## Consigne écrite 1
Pour chacune des affirmations suivantes, indiquez par oui ou non si elle concorde avec le texte fourni, en citant mot pour mot les termes du texte qui tranchent. (a) Les dons d'une personne physique à un parti ne peuvent dépasser 7 500€ par an. (b) « Démocratie et République » a présenté plusieurs candidats en Polynésie française. (c) Pour Nicolas Sarkozy, les dons des personnes physiques ont représenté 12% des ressources de campagne.
## Consigne écrite 2
Recopiez tout ce qui va de « Ce premier critère » jusqu'à « le Fetia Api. » dans le texte fourni, en changeant « Polynésie française » en « Nouvelle-Calédonie ».

## Texte fourni
La condition pour bénéficier de ce financement a été durcie par le gouvernement de Jean-Pierre Raffarin en 2003 : il faut non seulement présenter des candidats dans au moins 50 circonscriptions, mais aussi que ces candidats aient obtenu chacun au moins 1% des suffrages exprimés. Si quatorze partis ont répondu à ces deux critères aux élections législatives de 2007, trois ont obtenu au moins un élu sans répondre au premier : le Nouveau Centre d'Hervé Morin, le Mouvement républicain et citoyen de Jean-Pierre Chevènement et Debout la République de Nicolas Dupont-Aignan.

Ce premier critère n'existe toutefois pas pour les vingt-six partis ayant présenté des candidats exclusivement outre-mer. C'est ainsi que le sénateur de la Moselle Jean-Louis Masson (non-inscrit) a pu créer "Démocratie et République" (anciennement "Metz pour tous") dans l'unique but de bénéficier du financement public : près de 410 000€ cette année. Ce parti virtuel a présenté une seule candidate en Polynésie française (l'ancienne députée Béatrice Vernaudon), tandis que cinq députés et quatre sénateurs s'y sont rattachés. C'est également par le biais de l'outre-mer que le Nouveau Centre a finalement pu indirectement bénéficier du financement public en s'associant à un authentique parti de Polynésie française, le Fetia Api.

Les "dons consentis par des personnes physiques dûment identifiées", quant à eux, ne peuvent pas "annuellement excéder 7 500€". Autre précision de la loi : "Tout don de plus de 150€ doit être versé, à titre définitif et sans contrepartie, soit par chèque, soit par virement, prélèvement automatique ou carte bancaire."

Enfin, les seules personnes morales qui peuvent contribuer au financement des partis sont... les partis politiques ! L'UMP a notamment bénéficié de 19 941€ du Parti radical de Jean-Louis Borloo, de 26 520€ de la formation de Christine Boutin ou encore de 120 000€ d'une fantomatique "Union républicaine et d'actions communautaires", domiciliée à la permanence marseillaise du député UMP Dominique Tian. Autre source d'opacité : les "collectes au drapeau" et autres quêtes effectuées lors des réunions publiques.

 

Les campagnes présidentielles

En ce qui concerne, maintenant, la campagne présidentielle, les grands principes sont les mêmes : interdiction des dons des personnes morales, à l'exception des contributions des partis politiques, et plafonnement des dons des personnes physiques à 4 600€. En moyenne, les dons des personnes physiques ont représenté 12% des ressources des candidats à l'élection présidentielle de 2007, mais ce chiffre a atteint le record de 33% pour Nicolas Sarkozy.

Selon La Tribune de Genève, Éric Woerth aurait par exemple participé, en mars 2007, à deux dîners de gala avec les plus grandes fortunes françaises exilées en Suisse romande afin de collecter des fonds pour la campagne du candidat UMP. Rien d'illégal, si ces dons se sont bien effectués dans les conditions et les limites légales.

## Liste des items
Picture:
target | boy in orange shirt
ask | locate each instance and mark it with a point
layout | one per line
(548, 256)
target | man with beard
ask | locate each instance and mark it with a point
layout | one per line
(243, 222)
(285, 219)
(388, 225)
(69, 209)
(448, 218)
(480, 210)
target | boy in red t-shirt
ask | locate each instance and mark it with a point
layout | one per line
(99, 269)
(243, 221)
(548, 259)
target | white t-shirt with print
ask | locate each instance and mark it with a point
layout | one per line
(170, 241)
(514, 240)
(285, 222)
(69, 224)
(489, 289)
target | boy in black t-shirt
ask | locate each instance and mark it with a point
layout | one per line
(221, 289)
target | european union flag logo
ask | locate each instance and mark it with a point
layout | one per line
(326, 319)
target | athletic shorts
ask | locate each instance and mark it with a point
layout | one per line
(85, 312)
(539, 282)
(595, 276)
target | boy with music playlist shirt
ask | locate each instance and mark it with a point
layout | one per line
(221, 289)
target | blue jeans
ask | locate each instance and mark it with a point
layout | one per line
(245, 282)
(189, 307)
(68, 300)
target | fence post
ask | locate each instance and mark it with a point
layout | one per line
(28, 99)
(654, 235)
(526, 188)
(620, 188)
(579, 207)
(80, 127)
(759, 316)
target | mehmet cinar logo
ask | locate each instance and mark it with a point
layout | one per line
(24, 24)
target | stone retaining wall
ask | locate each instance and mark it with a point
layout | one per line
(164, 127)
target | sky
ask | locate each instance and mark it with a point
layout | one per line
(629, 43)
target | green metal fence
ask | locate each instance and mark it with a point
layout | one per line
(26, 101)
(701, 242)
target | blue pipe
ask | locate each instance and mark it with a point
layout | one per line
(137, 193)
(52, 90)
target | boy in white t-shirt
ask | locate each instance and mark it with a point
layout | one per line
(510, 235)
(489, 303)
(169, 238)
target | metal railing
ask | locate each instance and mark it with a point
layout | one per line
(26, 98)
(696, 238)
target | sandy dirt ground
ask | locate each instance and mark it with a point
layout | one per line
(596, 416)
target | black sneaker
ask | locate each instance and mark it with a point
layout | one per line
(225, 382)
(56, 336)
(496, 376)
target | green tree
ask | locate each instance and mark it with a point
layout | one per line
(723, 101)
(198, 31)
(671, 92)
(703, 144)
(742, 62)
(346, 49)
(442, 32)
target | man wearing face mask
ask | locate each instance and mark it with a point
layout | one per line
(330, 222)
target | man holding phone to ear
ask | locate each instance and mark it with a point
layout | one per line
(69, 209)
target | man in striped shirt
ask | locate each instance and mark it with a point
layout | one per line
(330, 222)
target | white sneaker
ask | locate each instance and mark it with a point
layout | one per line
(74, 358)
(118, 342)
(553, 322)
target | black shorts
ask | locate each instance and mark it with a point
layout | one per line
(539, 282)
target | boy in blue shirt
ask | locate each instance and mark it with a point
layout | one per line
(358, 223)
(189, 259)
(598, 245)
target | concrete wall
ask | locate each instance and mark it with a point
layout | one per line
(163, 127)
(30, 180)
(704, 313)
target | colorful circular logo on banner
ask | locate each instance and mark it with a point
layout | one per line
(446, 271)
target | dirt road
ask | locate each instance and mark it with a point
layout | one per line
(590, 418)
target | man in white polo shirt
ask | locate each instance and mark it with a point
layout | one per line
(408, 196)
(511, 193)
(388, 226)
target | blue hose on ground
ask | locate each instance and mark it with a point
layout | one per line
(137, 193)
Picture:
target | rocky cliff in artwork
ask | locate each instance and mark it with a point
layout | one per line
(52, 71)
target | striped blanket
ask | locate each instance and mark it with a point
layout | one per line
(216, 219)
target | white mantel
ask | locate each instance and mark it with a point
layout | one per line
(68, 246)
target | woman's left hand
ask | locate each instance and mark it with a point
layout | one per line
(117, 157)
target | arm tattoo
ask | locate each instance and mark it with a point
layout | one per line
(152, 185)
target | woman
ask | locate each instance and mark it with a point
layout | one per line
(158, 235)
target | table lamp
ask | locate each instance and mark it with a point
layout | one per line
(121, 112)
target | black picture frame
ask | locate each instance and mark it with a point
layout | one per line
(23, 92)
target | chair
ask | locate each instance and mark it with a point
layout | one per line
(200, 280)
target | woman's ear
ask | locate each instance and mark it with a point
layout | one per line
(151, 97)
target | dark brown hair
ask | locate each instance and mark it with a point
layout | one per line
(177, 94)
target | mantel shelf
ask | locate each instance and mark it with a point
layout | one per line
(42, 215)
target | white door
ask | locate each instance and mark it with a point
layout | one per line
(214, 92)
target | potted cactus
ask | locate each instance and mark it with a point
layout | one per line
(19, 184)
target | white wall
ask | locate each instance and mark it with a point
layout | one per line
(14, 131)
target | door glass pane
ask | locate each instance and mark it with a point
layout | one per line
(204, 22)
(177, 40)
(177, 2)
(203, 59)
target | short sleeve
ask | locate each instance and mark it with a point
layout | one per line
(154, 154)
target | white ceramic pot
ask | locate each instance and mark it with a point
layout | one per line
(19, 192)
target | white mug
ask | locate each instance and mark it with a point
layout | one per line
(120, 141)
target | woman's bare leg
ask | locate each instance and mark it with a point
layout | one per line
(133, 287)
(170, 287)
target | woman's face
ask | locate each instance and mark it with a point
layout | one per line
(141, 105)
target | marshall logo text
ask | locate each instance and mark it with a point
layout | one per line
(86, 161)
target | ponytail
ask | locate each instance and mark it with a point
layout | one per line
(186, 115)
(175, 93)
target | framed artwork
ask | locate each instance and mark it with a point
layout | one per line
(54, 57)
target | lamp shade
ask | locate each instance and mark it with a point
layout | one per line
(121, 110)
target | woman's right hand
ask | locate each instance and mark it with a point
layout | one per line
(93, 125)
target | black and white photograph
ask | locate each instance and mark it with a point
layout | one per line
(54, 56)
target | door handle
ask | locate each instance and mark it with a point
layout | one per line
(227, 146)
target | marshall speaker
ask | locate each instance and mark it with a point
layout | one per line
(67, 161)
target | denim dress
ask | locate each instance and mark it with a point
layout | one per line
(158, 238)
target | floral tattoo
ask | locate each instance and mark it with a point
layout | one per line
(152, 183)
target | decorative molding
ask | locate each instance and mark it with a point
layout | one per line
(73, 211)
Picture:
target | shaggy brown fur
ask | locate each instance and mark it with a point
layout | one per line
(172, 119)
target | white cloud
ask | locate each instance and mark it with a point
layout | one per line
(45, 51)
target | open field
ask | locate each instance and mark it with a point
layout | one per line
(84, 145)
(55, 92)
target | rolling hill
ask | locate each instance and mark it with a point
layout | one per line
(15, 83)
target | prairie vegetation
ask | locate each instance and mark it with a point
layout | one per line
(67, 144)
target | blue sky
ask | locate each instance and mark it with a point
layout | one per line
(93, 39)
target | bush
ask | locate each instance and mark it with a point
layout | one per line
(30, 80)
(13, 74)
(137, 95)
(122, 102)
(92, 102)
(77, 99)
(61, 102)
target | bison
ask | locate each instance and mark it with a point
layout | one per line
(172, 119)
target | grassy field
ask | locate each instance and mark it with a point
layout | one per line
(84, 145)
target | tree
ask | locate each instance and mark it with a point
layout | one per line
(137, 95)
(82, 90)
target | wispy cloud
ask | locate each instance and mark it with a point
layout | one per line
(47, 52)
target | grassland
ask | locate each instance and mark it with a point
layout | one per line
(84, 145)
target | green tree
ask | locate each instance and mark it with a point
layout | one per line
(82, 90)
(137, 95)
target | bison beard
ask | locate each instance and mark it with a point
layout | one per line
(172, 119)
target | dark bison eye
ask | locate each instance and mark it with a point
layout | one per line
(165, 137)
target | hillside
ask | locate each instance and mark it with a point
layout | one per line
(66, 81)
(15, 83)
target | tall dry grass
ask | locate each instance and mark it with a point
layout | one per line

## Bonne réponse 1
(a) Oui : « annuellement excéder 7 500€ ».
(b) Non : « Ce parti virtuel a présenté une seule candidate en Polynésie française ».
(c) Non : « ce chiffre a atteint le record de 33% pour Nicolas Sarkozy ».

## Bonne réponse 2
Ce premier critère n'existe toutefois pas pour les vingt-six partis ayant présenté des candidats exclusivement outre-mer. C'est ainsi que le sénateur de la Moselle Jean-Louis Masson (non-inscrit) a pu créer "Démocratie et République" (anciennement "Metz pour tous") dans l'unique but de bénéficier du financement public : près de 410 000€ cette année. Ce parti virtuel a présenté une seule candidate en Nouvelle-Calédonie (l'ancienne députée Béatrice Vernaudon), tandis que cinq députés et quatre sénateurs s'y sont rattachés. C'est également par le biais de l'outre-mer que le Nouveau Centre a finalement pu indirectement bénéficier du financement public en s'associant à un authentique parti de Nouvelle-Calédonie, le Fetia Api.